:: TASK DESCRIPTION ::
Everything from the first line of the material below through the line containing "Target: beige sofa" is to be printed exactly, and nothing more.

:: DATA IN THIS EXERCISE ::
════════

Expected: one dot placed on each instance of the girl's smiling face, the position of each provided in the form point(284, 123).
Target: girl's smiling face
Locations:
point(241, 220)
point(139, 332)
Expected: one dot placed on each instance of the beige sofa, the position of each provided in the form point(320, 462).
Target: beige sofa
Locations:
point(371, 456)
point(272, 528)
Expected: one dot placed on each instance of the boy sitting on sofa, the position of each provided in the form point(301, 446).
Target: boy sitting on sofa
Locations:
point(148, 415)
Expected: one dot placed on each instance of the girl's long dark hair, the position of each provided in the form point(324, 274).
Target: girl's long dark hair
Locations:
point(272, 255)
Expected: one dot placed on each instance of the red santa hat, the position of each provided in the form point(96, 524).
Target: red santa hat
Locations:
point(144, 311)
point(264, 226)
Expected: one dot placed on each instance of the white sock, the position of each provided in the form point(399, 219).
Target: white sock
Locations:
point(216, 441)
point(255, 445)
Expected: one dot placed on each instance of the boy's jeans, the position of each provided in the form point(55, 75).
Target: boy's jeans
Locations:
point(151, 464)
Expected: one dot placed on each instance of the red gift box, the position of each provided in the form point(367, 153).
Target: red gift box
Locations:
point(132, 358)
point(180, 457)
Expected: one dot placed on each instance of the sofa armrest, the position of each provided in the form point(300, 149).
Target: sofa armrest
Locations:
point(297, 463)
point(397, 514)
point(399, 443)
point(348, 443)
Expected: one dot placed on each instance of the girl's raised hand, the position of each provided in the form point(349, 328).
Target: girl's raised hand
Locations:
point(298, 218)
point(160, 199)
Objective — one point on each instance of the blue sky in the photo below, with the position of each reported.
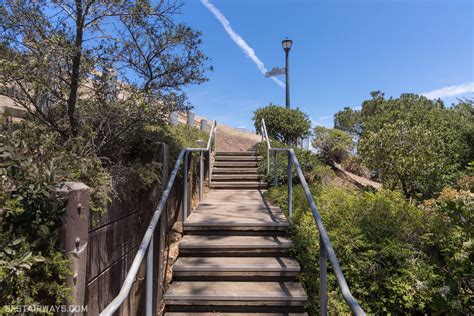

════════

:: EXERCISE RESPONSE ::
Expected: one dot placed on each instance of the girl's smiling face, the position of each provided in the form point(284, 123).
Target: girl's smiling face
Locations:
point(241, 220)
point(139, 332)
Expected: one dot placed on each instance of the beige sofa, the position of each provided in the form point(320, 462).
Target: beige sofa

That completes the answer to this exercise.